# Selected extract
=== Begin Enclosure ===
Excellent article Gabe... Loved the agressive riding inset..
" gave it a try, remembering that according to riding gurus Keith Code and Lee Parks, hanging off a sportbike drops the center of gravity, allowing the bike to carry more speed while using less precious lean angle. "
I can see it now a "high performance" riding school for cruiser riders like longride and Buz..(GPTB)..Gabe you could be the next Keith Code.... Gabe "knee dragging cruiser guru" Ets-Hokin. Have the class in Vegas like Freddy and it will be a hit.
Ah the brochure copy that is going through my head "You will marvel as you see arm chaped clad cruiser riders dragging their knees" A knee puck that has leather fringe...The possibilites are endless....
Nice wite-up, Gabe! Yamaha has installed some nice touches with the lockable wind screen and trim applied with double sided tape. The lack of carrying volume seems to be the only real drawback, given that purchasers are not looking for real sportsbike performance. Somehow it seems a bit amiss to have a bike with luggage volume no greater than the engine displacement!
And a sort-of personal question: I know you are mostly a sporting style rider. Did you find it awkward to ride with the feet stretched forward? Related to that, did you miss being able to tell from the toe of your boot that you were getting close to the ground, rather than having the footboards scrape?
Thanks Gabe, I was able to sit on the new base model the other day. I was very impressed with the way the bike fit me. Being 6'3" I find just about anything with floorboards can be a bit cramped. Not so on the Yama...ooops, Star.
I'm guilty of being a sucker for the HD marketing, I still would love to have a roadking. However, given the hard facts, the star makes a good argument for a "better mouse trap"
Been busy kicking some Airbus butt Installed new connection/sockets for electric vest, battery tender, and laser jammer/radar detector. Back in the saddle tomorrow after I get a new back tire (too many burnouts at the Burger barn (XXX drive in Issaquah))...
...cruising....cruiser....out cruising....it all seems so homosexual,.... it must be, why else would someone need to rest their ass that long while " riding", think I'll leave the cruising to the cruiser set.... blechhhhh puuuuuke.
I bet he couldn't have caught us on the little romp we took when we went out. He's obviously diluded himself into thinking he is a real motorcyclist. He confuses ownership with skill. Since nobody has ever seen his face or ridden with him, all those big words ring hollow.
I take from your not understanding why "someone would need to rest their ass that long while riding" that your idea of "riding" is to go flat out stoplight to stoplight, or bar to bar, putting maybe 1,000 miles a year on a bike. Real bikers ride long distances and explore the country, like the horsemen that settled the west. I'd rather be that guy than a "punk on a rocket".
Actually, it's a lot less personal than the sort of questioning I get sometimes!
Hopping onto a cruiser from a sportbike or a standard is really weird. It almost feels like a different sort of vehicle. A lot of the stuff Lee taught us in the class we took in Pheonix (see my Lee Parks story here: http://www.motorcycle.com/mo/mcgabe/05_Better_Life/index.motml) doesn't apply with cruisers, so you have to improvise ro just ride really slow.
=== End Enclosure ===
Resume the reader comment thread on the cruiser review, starting after its final comment.

# Entries shown
=== Begin Enclosure ===
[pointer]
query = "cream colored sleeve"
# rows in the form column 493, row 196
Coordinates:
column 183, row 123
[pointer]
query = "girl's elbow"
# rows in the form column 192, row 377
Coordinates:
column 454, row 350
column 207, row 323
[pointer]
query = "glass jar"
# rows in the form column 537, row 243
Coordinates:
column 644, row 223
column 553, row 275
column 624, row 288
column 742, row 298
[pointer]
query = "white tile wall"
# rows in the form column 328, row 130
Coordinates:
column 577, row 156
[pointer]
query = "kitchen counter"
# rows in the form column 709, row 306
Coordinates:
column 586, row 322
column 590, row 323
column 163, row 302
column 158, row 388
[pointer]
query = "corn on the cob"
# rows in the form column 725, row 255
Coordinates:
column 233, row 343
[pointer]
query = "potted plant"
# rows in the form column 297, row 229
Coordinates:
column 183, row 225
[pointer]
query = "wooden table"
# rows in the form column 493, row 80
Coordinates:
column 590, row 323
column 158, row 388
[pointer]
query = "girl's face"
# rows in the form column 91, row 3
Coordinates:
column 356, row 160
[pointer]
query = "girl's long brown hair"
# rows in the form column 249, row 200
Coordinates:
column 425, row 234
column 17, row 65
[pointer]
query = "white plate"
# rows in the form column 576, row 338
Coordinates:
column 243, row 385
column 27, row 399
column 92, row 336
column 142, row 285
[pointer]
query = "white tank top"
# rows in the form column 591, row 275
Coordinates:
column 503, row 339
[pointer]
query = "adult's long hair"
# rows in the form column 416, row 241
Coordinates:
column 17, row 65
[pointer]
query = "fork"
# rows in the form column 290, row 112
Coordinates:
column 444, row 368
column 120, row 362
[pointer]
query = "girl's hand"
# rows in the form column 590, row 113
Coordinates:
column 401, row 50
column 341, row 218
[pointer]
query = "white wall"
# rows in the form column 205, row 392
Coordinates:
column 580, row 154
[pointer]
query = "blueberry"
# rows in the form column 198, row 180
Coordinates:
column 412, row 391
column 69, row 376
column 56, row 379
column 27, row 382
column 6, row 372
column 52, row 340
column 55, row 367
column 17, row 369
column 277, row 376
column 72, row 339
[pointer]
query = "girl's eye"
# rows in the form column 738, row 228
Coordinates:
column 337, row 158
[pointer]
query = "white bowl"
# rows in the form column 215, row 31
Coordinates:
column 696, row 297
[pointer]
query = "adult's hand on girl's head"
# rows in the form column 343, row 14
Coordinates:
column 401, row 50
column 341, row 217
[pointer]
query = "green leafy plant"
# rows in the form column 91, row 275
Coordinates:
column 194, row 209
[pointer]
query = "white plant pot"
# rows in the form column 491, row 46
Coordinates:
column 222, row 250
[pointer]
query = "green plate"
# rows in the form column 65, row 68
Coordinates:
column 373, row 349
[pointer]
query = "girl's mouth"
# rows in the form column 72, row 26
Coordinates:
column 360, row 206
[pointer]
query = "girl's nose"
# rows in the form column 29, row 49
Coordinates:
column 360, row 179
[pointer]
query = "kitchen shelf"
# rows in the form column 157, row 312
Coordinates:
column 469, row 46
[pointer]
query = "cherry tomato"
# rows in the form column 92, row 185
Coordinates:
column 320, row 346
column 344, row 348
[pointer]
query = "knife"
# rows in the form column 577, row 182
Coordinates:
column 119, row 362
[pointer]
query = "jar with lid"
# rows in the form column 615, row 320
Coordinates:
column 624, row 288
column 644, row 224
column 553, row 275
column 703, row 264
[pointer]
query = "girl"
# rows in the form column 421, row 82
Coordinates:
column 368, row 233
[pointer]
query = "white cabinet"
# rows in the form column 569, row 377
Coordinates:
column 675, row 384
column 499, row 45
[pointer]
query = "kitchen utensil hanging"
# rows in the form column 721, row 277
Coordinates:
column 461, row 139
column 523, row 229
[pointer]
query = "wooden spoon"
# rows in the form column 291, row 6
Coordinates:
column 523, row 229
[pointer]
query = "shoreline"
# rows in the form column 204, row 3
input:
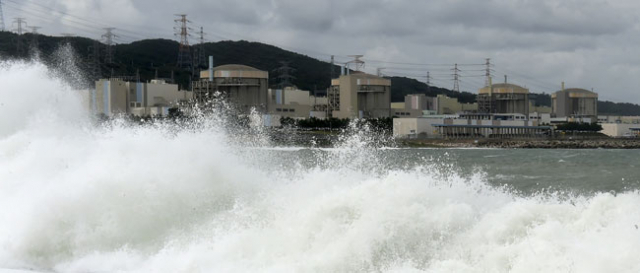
=== End Enclosure ===
# Answer for the task
I always pull my toe up onto the footpeg when cornering (like Lee told you to do, ahem!), so I don't gauge available ground clearance with my toe- rather, I do that with my knee! On the street, it's usually not an issue, sportbike or standard. I actually stick my toe out a little over the floorboards on a cruiser so I can predict scraping that way.
Have a great New Year, Frank! I hope the snow isn't too deep up there, unless you're snowmobiling!
There's no pleasing some of you guys! Sure, we've done four glowing Yamaha reviews in a row...but three were for the SAME product-- the Roadliner intro, the "Three R" comparo (with the Roadliner again!) and this one.
As for the R6 before it, well, it's a really good motorcycle. It was top pick for plenty of other magazines.
We've reviewed over 70 motorcycles this year. Most of them we've liked! Some we didn't. It shouldn't seem strange when we like four bikes in a row from the same brand- there's only six brands we spend 95% of our time on (and that represent 97% of sales nationally.)
By the way, we didn't report very favorably on the Triumph Rocket III, but they advertise on this site. So does Ducati.
Just because a brand does well four tests in a row doesn't mean they have a "special relationship" with us. If I was a sports reporter and I reported the Dolphins won four games in a row would that mean the Dolphins were giving us free celebrity rub-downs in the Dolphin's locker room?
If the test was for some of Yamaha's not-so-good bikes, like the YZF600R (which was last in our Value Supersport story), or the V-star 650 (yich!), they wouldn't have come out on top.
Not only that, but a Concours offers better performance than the $16K, 750Lbs chrome boat anchor. For the same money you can get a real touring bike like the Venture or get a R1200RT for a little more. WTF. It's not worth $16K, at least not for me. I guess TC types must have a ton of disposable income. That being said, I'll take the Concours.